**Task statement**
Using the text on Abigail Minis, decide whether each statement agrees with it: (a) Abigail Minis died in Germany. (b) General James Oglethorpe granted the Minis family land. (c) Abigail Minis had seven children. For each, answer yes or no and quote the deciding words of the text.

**Text block**
----------
- A portrait of the life of Abigail Minis, including a family portrait, a depiction of the Minis family tavern and her plantation
- Born: August 11, 1701 Germany
- Died: October 11, 1794 (aged 93) Savannah, Georgia, U.S.
- Resting place: Mordecai Sheftall Cemetery, Savannah, Georgia, U.S.
- Occupation: Landowner
- Known for: Rebel support in the Revolutionary War
- Spouse: Abraham Minis (c. 1730–1757; his death)
- Children: 9, including Philip Minis

= Abigail Minis =

Abigail Minis (August 11, 1701 – October 11, 1794) was a businesswoman and landowner, prominent in Savannah, Province of Georgia, during the American Revolutionary War. She was a European immigrant, along with her husband, Abraham Minis, to the newly settled colony of Savannah, in 1733. Despite their not knowing if they would be received, General James Oglethorpe, founder of the colony, allowed Minis and her family entry and granted them land.

Her financial support and hospitality to the rebel troops during the war meant she was considered a Revolutionary hero.
----------
**Study material**
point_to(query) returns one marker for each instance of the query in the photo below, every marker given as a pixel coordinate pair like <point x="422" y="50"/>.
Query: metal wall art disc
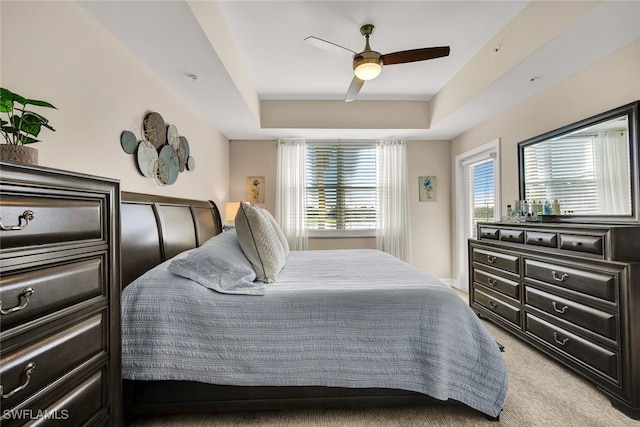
<point x="129" y="142"/>
<point x="185" y="144"/>
<point x="168" y="158"/>
<point x="161" y="174"/>
<point x="154" y="130"/>
<point x="173" y="137"/>
<point x="147" y="157"/>
<point x="191" y="163"/>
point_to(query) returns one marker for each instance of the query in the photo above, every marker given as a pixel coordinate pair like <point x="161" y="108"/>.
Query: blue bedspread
<point x="339" y="318"/>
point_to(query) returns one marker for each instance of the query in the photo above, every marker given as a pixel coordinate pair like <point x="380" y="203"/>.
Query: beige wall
<point x="609" y="83"/>
<point x="430" y="221"/>
<point x="62" y="55"/>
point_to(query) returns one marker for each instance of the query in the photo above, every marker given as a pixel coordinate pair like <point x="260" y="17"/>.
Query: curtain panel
<point x="291" y="192"/>
<point x="393" y="231"/>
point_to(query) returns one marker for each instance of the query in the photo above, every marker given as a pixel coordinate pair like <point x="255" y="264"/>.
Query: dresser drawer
<point x="53" y="220"/>
<point x="32" y="293"/>
<point x="515" y="236"/>
<point x="28" y="369"/>
<point x="598" y="284"/>
<point x="497" y="306"/>
<point x="498" y="283"/>
<point x="85" y="402"/>
<point x="489" y="233"/>
<point x="538" y="238"/>
<point x="592" y="319"/>
<point x="496" y="259"/>
<point x="591" y="354"/>
<point x="582" y="243"/>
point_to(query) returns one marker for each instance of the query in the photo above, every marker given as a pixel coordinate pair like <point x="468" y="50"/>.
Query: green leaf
<point x="6" y="101"/>
<point x="24" y="140"/>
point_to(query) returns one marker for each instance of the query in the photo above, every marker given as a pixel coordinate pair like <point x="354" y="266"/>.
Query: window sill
<point x="341" y="234"/>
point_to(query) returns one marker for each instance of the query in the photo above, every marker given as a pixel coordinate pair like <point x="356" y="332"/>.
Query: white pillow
<point x="278" y="230"/>
<point x="219" y="264"/>
<point x="259" y="242"/>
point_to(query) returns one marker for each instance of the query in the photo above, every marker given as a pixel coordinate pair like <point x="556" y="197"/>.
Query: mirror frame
<point x="631" y="111"/>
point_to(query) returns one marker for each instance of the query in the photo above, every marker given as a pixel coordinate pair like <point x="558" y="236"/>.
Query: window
<point x="341" y="187"/>
<point x="480" y="193"/>
<point x="477" y="198"/>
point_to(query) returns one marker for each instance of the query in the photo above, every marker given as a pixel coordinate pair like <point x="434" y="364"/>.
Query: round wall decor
<point x="162" y="153"/>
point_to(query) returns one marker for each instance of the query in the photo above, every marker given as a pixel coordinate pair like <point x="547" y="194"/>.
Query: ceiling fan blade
<point x="414" y="55"/>
<point x="328" y="46"/>
<point x="354" y="89"/>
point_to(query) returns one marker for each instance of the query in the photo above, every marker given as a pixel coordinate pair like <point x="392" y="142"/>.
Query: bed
<point x="336" y="328"/>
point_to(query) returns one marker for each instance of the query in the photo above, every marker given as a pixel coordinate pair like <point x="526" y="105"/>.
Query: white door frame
<point x="489" y="150"/>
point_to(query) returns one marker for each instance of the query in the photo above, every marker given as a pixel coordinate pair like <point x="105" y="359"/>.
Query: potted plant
<point x="21" y="128"/>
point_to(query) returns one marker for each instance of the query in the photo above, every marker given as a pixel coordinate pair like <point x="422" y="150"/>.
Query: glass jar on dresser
<point x="59" y="297"/>
<point x="570" y="290"/>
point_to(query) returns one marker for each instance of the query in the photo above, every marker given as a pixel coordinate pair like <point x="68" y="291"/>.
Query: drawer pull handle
<point x="560" y="342"/>
<point x="26" y="293"/>
<point x="26" y="216"/>
<point x="28" y="370"/>
<point x="559" y="310"/>
<point x="559" y="278"/>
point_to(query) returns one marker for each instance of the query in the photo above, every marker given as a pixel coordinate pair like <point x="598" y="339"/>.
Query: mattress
<point x="335" y="318"/>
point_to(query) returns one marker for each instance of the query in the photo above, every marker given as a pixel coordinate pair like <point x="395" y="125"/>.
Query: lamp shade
<point x="230" y="210"/>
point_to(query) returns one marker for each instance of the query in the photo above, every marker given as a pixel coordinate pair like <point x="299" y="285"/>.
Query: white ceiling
<point x="245" y="51"/>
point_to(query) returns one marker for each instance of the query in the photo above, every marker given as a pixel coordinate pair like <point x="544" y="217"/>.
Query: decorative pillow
<point x="278" y="230"/>
<point x="219" y="264"/>
<point x="259" y="242"/>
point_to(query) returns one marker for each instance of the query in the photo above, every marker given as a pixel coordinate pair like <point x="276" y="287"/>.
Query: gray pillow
<point x="278" y="230"/>
<point x="219" y="264"/>
<point x="259" y="242"/>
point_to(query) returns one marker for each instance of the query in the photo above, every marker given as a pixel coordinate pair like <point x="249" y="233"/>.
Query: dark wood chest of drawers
<point x="59" y="298"/>
<point x="572" y="291"/>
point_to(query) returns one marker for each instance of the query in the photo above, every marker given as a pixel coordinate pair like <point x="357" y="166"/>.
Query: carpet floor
<point x="541" y="393"/>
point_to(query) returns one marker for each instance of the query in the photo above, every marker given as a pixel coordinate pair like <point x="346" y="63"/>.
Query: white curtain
<point x="612" y="172"/>
<point x="393" y="233"/>
<point x="291" y="192"/>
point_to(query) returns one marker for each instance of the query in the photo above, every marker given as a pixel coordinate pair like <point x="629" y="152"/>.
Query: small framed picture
<point x="255" y="189"/>
<point x="427" y="188"/>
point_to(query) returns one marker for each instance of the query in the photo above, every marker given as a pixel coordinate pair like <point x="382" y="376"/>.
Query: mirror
<point x="590" y="168"/>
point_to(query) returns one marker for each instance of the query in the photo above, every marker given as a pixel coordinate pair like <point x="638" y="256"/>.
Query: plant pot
<point x="18" y="154"/>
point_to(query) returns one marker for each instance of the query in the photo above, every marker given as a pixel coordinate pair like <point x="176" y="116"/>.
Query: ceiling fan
<point x="367" y="64"/>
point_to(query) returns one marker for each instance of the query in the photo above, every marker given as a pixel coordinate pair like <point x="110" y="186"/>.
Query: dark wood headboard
<point x="156" y="228"/>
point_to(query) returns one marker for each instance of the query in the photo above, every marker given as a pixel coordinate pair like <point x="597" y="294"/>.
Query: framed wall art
<point x="427" y="188"/>
<point x="255" y="189"/>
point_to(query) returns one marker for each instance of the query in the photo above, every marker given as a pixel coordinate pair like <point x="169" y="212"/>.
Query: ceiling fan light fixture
<point x="367" y="68"/>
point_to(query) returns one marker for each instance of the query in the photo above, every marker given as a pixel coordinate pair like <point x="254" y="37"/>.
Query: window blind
<point x="341" y="186"/>
<point x="563" y="170"/>
<point x="480" y="193"/>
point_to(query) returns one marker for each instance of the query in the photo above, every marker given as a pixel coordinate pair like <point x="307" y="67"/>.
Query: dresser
<point x="570" y="290"/>
<point x="59" y="298"/>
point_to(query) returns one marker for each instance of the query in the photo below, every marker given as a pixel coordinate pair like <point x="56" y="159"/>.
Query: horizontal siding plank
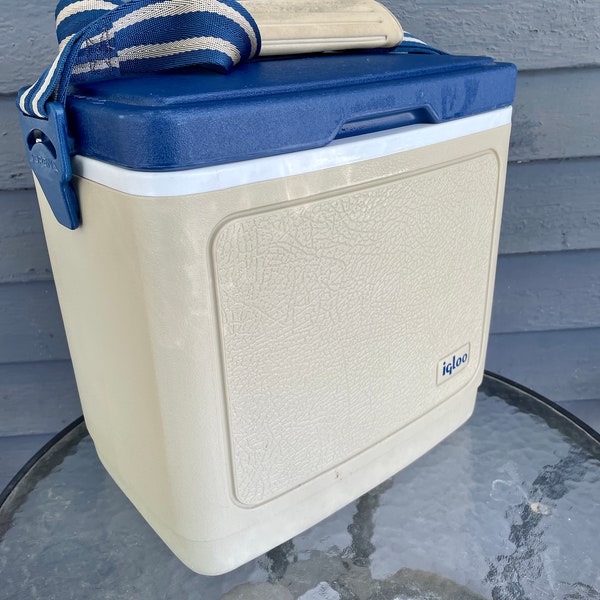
<point x="15" y="452"/>
<point x="562" y="365"/>
<point x="546" y="125"/>
<point x="551" y="206"/>
<point x="556" y="115"/>
<point x="23" y="252"/>
<point x="37" y="398"/>
<point x="30" y="323"/>
<point x="586" y="410"/>
<point x="557" y="290"/>
<point x="14" y="170"/>
<point x="530" y="34"/>
<point x="534" y="292"/>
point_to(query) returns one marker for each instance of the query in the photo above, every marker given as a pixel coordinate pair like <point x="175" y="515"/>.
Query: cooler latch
<point x="49" y="150"/>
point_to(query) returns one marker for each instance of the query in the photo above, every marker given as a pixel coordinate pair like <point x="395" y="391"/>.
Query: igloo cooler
<point x="279" y="294"/>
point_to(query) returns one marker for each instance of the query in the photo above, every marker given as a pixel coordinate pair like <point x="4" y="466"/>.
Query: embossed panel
<point x="336" y="312"/>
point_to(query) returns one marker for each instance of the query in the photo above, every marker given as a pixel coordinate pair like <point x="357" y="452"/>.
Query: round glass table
<point x="507" y="507"/>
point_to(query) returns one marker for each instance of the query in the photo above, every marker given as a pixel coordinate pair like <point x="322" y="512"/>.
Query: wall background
<point x="546" y="321"/>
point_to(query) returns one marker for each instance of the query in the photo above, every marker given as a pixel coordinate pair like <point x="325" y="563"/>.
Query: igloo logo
<point x="453" y="363"/>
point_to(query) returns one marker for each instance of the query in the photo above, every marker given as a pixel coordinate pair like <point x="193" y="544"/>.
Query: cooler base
<point x="276" y="522"/>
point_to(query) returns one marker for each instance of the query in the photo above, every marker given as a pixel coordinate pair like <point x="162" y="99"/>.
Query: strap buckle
<point x="49" y="154"/>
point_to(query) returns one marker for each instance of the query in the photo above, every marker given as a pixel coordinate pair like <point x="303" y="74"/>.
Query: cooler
<point x="280" y="291"/>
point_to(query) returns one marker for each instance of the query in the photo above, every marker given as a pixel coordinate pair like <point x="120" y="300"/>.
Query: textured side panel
<point x="37" y="398"/>
<point x="563" y="365"/>
<point x="335" y="314"/>
<point x="532" y="34"/>
<point x="551" y="205"/>
<point x="557" y="290"/>
<point x="23" y="252"/>
<point x="31" y="323"/>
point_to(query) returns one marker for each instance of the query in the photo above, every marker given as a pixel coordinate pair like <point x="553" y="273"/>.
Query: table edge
<point x="24" y="470"/>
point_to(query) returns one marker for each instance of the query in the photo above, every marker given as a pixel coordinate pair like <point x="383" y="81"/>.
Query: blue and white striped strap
<point x="102" y="39"/>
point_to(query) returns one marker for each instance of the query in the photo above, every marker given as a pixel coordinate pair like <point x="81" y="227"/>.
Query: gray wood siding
<point x="546" y="321"/>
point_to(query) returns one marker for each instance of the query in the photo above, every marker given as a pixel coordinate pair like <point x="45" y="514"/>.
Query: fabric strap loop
<point x="103" y="39"/>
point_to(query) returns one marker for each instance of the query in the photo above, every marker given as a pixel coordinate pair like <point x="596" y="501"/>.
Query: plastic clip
<point x="48" y="153"/>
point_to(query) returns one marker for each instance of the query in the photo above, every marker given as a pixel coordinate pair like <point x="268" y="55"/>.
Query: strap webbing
<point x="102" y="39"/>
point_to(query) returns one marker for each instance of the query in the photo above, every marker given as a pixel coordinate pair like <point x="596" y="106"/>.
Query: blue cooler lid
<point x="193" y="117"/>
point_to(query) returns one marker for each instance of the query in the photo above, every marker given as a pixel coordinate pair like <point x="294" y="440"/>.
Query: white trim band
<point x="338" y="153"/>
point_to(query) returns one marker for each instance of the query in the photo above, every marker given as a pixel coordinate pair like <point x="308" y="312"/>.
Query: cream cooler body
<point x="280" y="291"/>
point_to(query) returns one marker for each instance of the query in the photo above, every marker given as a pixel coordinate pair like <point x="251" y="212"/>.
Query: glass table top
<point x="506" y="508"/>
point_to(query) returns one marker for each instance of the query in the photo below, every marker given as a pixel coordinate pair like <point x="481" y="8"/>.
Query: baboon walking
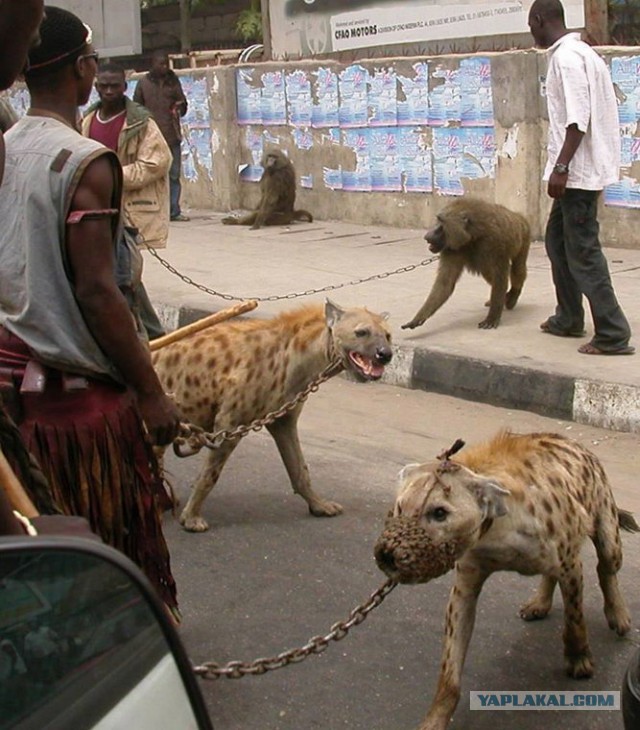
----------
**Result of this task**
(a) No: "Died: October 11, 1794 (aged 93) Savannah, Georgia, U.S."
(b) Yes: "allowed Minis and her family entry and granted them land"
(c) No: "Children: 9, including Philip Minis"